Data items:
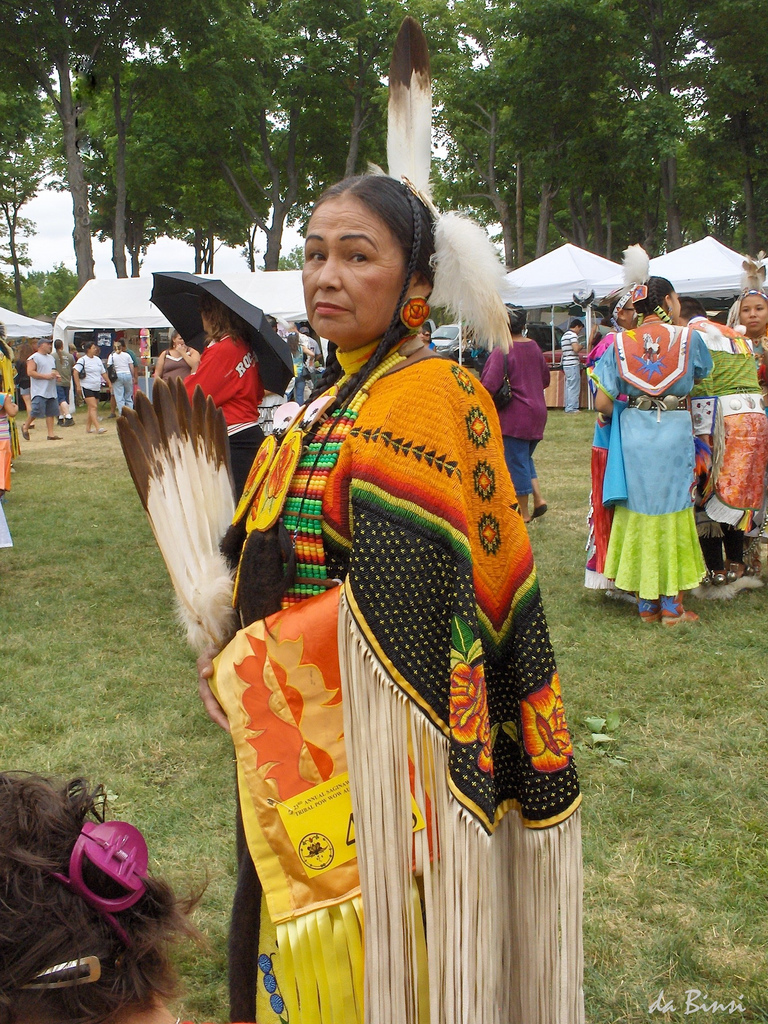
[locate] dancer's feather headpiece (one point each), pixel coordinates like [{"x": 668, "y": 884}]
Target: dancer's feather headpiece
[
  {"x": 467, "y": 270},
  {"x": 636, "y": 272},
  {"x": 753, "y": 283}
]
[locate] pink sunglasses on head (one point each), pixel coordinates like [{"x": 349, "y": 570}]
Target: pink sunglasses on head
[{"x": 119, "y": 851}]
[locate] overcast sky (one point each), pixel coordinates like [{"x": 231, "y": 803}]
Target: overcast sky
[{"x": 51, "y": 213}]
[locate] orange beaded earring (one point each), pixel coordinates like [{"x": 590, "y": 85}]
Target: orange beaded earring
[{"x": 415, "y": 310}]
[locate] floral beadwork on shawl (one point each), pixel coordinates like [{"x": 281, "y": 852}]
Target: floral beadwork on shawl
[{"x": 428, "y": 530}]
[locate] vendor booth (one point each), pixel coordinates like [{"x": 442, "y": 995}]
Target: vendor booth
[
  {"x": 17, "y": 326},
  {"x": 122, "y": 304},
  {"x": 705, "y": 269},
  {"x": 559, "y": 279}
]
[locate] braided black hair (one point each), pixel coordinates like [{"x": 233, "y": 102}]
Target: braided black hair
[{"x": 658, "y": 289}]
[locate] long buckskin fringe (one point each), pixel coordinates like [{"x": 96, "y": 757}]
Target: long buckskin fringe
[{"x": 503, "y": 912}]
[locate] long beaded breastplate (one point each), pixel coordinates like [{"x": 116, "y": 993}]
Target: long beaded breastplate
[{"x": 288, "y": 480}]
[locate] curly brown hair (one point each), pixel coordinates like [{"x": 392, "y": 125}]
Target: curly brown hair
[
  {"x": 43, "y": 924},
  {"x": 222, "y": 321}
]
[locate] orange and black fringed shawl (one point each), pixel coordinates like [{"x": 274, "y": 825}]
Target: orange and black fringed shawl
[{"x": 421, "y": 513}]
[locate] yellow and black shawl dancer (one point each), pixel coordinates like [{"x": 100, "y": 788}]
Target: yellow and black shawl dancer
[{"x": 406, "y": 774}]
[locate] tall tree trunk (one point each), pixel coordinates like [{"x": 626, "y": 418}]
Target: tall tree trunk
[
  {"x": 608, "y": 231},
  {"x": 508, "y": 235},
  {"x": 750, "y": 212},
  {"x": 578, "y": 217},
  {"x": 669, "y": 187},
  {"x": 11, "y": 219},
  {"x": 134, "y": 228},
  {"x": 75, "y": 175},
  {"x": 357, "y": 115},
  {"x": 597, "y": 222},
  {"x": 251, "y": 248},
  {"x": 211, "y": 251},
  {"x": 199, "y": 244},
  {"x": 519, "y": 214},
  {"x": 545, "y": 215},
  {"x": 121, "y": 123}
]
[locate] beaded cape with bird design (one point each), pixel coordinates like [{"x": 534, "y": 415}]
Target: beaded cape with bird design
[{"x": 411, "y": 504}]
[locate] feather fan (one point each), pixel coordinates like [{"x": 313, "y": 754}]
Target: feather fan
[
  {"x": 178, "y": 459},
  {"x": 410, "y": 114}
]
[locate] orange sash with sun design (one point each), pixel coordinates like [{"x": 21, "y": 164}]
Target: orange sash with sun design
[{"x": 279, "y": 683}]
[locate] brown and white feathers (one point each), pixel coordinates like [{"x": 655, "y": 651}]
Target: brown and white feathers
[
  {"x": 177, "y": 457},
  {"x": 410, "y": 108},
  {"x": 468, "y": 276}
]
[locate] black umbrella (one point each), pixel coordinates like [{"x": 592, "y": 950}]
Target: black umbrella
[{"x": 177, "y": 297}]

**Goal**
The required output is the exact sequence of lines from the one containing "[locate] orange and" through the end of the listing, both endpoints included.

**Solution to the problem**
[locate] orange and black fringed shawl (one point each), pixel coordinates like [{"x": 274, "y": 825}]
Target: orange and black fringed shawl
[{"x": 421, "y": 513}]
[locate] yellow and black shawl dancer (one point each), pixel coordinates like [{"x": 100, "y": 788}]
Target: yellow and black shawl dancer
[{"x": 406, "y": 774}]
[locate] tall tree trunk (one point each), pixel coordinates like [{"x": 626, "y": 418}]
Target: tall tree trunk
[
  {"x": 608, "y": 231},
  {"x": 508, "y": 235},
  {"x": 750, "y": 212},
  {"x": 578, "y": 217},
  {"x": 669, "y": 187},
  {"x": 11, "y": 219},
  {"x": 134, "y": 228},
  {"x": 75, "y": 175},
  {"x": 357, "y": 115},
  {"x": 597, "y": 222},
  {"x": 251, "y": 248},
  {"x": 211, "y": 251},
  {"x": 199, "y": 244},
  {"x": 519, "y": 214},
  {"x": 545, "y": 215},
  {"x": 121, "y": 123}
]
[locate] beaded cape with bird design (one point each), pixel coordinates like [{"x": 534, "y": 415}]
Target: beaded cape with bird design
[{"x": 411, "y": 504}]
[locate] feather fan (one point each), pixel coordinates like [{"x": 313, "y": 754}]
Target: feather fan
[
  {"x": 178, "y": 459},
  {"x": 410, "y": 114}
]
[locate] orange sash with sun design (one point each), pixel coordinates like [{"x": 21, "y": 164}]
Target: orange sash with sun design
[{"x": 279, "y": 683}]
[locate] brown and white feathers (one point each), pixel coordinates like [{"x": 655, "y": 651}]
Target: brown and white feathers
[
  {"x": 177, "y": 457},
  {"x": 410, "y": 108},
  {"x": 468, "y": 276}
]
[locate] black umbrella (one point each), pixel coordinates like [{"x": 592, "y": 950}]
Target: black umbrella
[{"x": 177, "y": 297}]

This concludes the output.